→ EXTRAIT CITÉ:
- - -
Disparaître, c’est aussi faire de la place
aux autres, et les revenants ne sont pas toujours accueillis avec bonheur. De
quoi développer aisément suspicion et paranoïa. Et lorsque tout va de mal en
pis, les labrènes apparaissent…
Les lecteurs de Nicolas Bouvier se souviennent peut-être
du terrible combat entre les fourmis et les termites, dans son roman Le
poisson-scorpion, lu au jardin du muséum par un certain Jean-Marc Bourg !
La chronique d’Olivier :
Bonsoir,
En ouverture de cette
chronique, j’aimerais vous poser une question qui, selon l’expression
consacrée, me brûle évidemment les lèvres,
mais surtout, me taraude frénétiquement
l’entendement :
Qu’est-ce-que vous faites
là ?
La question ne s’adresse
évidemment pas à nos amis séniors, qui, ayant lu sur le programme «les labrènes »
s’imaginent sans doute, les pauvres, pouvoir tromper leur ennui de vieux en assistant à une conférence sur les
insectes et autres bestioles rampantes dans l’interminable attente de septembre, date à laquelle, reprendront enfin les projections de « connaissance du
monde ».
Non, la question, le
« que faites-vous là ? », s’adresse aux autres, à tous ceux qui,
dans la force de l’âge, pourraient occuper cette douce soirée d’été à de sensuelles
et bouleversantes occupations.
Moi par exemple, dès que j’en
aurai fini avec cette chronique, je pars retrouver ma chère et tendre avec
laquelle j’espère bien pouvoir me livrer à quelques délectables prouesses
corporelles qui, et je m’en excuse par avance, risquent fort de contribuer gravement
au réchauffement climatique.
Mais vous ? Vous, qui
n’êtes ni chroniqueur ni vieux, pourquoi donc êtes-vous là ?
Je veux dire, quelle lubie vous
a pris pour venir, de votre plein gré j’imagine, assister à une lecture de
l’œuvre de Tommaso Landolfi, « Les labrènes », remarquez que j’ai
bien dit « quelle lubie vous a pris » et non pas « quelle mouche
vous a piqués ? », hein, sinon
tout de suite les vieux « alors c’est sur les insectes ou c’est pas sur
les insectes ? ». Non, et définitivement non !
- - -
→ CONSIGNE:
Modifiez le passage de la chronique qui commence aux mots « Non, la question, le » et s’arrête après « êtes-vous là ? » en y remplaçant « soirée » par « nuit ». Recopiez ensuite ce passage ainsi modifié.

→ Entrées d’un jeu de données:
- - -
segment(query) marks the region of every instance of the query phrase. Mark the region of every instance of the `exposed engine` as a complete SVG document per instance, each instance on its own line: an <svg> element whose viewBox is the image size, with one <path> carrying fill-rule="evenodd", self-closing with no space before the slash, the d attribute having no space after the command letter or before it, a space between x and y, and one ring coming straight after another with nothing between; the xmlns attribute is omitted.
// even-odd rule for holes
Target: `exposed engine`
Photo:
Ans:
- - -
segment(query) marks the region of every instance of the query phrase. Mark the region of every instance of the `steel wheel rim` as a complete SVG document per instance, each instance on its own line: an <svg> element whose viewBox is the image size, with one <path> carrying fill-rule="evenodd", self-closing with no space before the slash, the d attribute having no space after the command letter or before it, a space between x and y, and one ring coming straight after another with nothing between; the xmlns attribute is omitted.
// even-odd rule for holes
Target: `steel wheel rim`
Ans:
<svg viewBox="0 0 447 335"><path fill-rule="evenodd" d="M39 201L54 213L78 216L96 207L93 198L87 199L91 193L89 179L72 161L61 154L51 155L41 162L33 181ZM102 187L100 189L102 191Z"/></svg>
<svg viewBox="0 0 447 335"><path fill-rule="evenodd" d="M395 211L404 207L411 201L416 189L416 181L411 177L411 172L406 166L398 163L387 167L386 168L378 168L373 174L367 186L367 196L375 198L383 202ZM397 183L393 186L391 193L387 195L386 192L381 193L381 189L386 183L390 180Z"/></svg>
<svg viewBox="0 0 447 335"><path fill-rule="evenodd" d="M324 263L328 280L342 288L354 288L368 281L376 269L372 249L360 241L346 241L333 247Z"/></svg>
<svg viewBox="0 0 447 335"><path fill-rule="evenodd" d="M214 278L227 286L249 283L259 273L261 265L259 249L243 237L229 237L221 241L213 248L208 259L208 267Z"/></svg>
- - -
→ RÉPONSE ATTENDUE:
Non, la question, le
« que faites-vous là ? », s’adresse aux autres, à tous ceux qui,
dans la force de l’âge, pourraient occuper cette douce nuit d’été à de sensuelles
et bouleversantes occupations.
Moi par exemple, dès que j’en
aurai fini avec cette chronique, je pars retrouver ma chère et tendre avec
laquelle j’espère bien pouvoir me livrer à quelques délectables prouesses
corporelles qui, et je m’en excuse par avance, risquent fort de contribuer gravement
au réchauffement climatique.
Mais vous ? Vous, qui
n’êtes ni chroniqueur ni vieux, pourquoi donc êtes-vous là ?